(WHAT THE TASK REQUIRES):
Return the listing below unchanged, except that the pictures are dropped.

Content starts

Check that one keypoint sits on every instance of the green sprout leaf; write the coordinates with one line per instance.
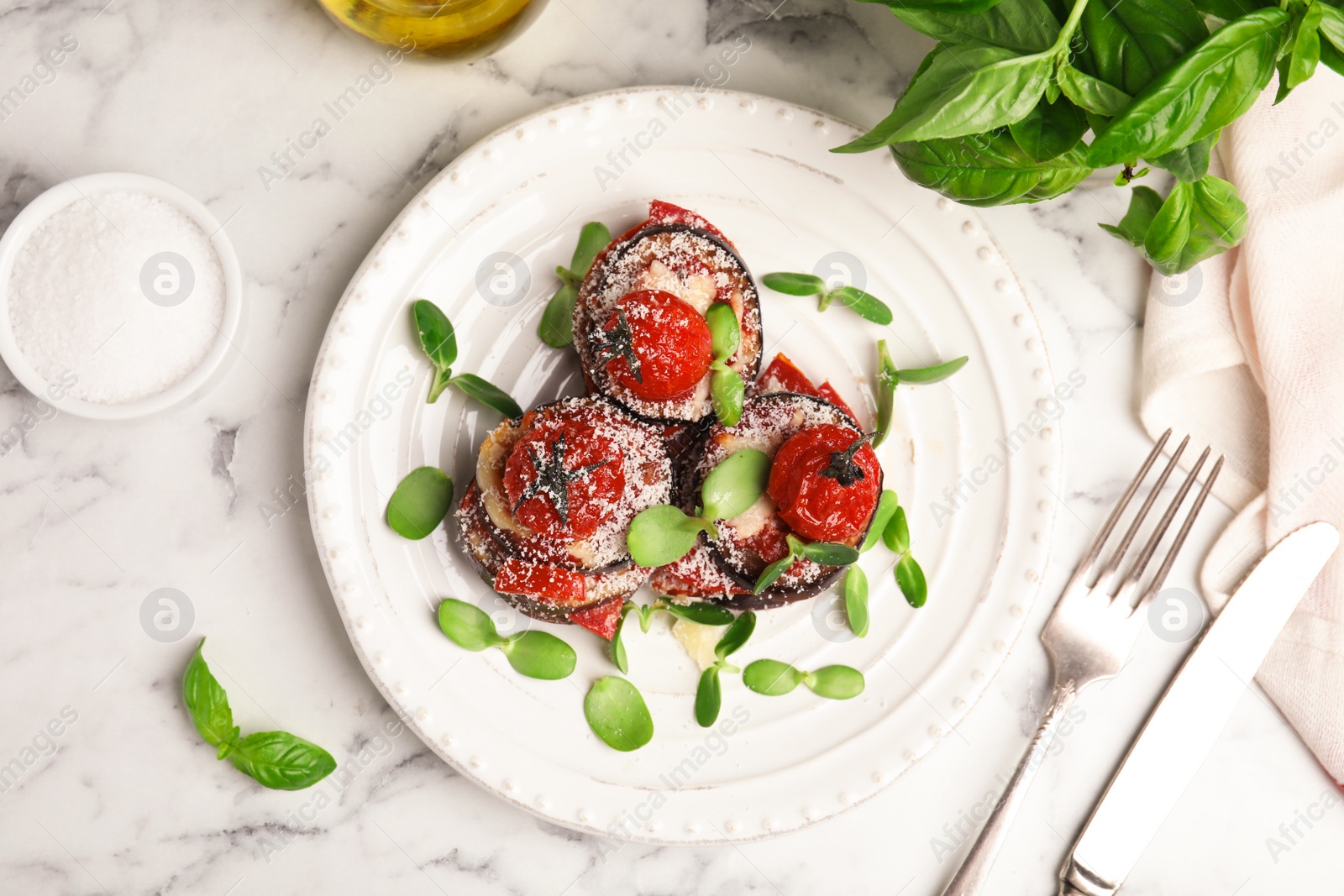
(468, 626)
(709, 698)
(736, 484)
(835, 683)
(911, 580)
(857, 600)
(487, 394)
(736, 636)
(663, 535)
(772, 678)
(420, 503)
(897, 533)
(617, 714)
(887, 506)
(538, 654)
(796, 284)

Content ends

(WRITTEN REPLY):
Check that one keypoint sits on every instance of the green sprout leaf; write the coordinates with one line per instance.
(468, 626)
(709, 698)
(736, 484)
(835, 683)
(911, 580)
(857, 600)
(487, 394)
(736, 636)
(663, 535)
(772, 678)
(420, 503)
(897, 533)
(617, 714)
(887, 506)
(538, 654)
(796, 284)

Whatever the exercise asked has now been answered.